**Exercise details:** Copy out, word for word, the lines below from the one that contains "# test: mark the white" through the one that contains "point(174, 115)", both of those lines included, and nothing else.

**Rows taken from a collection:**

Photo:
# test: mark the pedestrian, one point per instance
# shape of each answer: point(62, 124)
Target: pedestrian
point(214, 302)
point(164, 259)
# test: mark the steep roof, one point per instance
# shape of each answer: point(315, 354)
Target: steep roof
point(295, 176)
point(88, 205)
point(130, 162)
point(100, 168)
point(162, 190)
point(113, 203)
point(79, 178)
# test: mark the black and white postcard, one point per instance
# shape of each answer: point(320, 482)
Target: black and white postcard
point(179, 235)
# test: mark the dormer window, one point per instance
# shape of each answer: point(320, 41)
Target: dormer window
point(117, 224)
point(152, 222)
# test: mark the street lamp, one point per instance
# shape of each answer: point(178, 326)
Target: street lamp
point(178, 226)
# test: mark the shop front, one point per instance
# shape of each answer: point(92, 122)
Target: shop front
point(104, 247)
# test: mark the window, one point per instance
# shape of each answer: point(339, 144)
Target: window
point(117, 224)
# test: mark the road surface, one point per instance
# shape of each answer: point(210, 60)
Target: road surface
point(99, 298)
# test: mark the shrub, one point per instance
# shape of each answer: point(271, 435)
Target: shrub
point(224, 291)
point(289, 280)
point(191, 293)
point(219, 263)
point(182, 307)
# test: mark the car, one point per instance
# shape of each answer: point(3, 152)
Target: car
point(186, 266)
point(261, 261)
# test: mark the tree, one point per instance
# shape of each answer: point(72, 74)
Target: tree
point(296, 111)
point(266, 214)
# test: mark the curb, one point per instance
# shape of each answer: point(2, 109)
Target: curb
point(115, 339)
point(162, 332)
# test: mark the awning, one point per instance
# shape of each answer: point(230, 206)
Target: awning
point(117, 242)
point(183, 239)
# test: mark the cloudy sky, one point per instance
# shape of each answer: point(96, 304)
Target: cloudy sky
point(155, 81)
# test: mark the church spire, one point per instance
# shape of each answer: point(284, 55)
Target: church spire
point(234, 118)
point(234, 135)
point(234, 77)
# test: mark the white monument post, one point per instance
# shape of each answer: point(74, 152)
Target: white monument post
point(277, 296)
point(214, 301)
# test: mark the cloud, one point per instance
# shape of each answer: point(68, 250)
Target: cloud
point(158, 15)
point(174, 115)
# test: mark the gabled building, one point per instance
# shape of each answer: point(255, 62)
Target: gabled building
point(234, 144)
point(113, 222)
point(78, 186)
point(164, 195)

**Task solution:**
# test: mark the white monument post, one point per instance
# shape of each answer: point(74, 152)
Target: white monument post
point(277, 296)
point(214, 301)
# test: mark the cloud, one point per instance
# shape of each answer: point(68, 250)
Target: cloud
point(158, 15)
point(174, 115)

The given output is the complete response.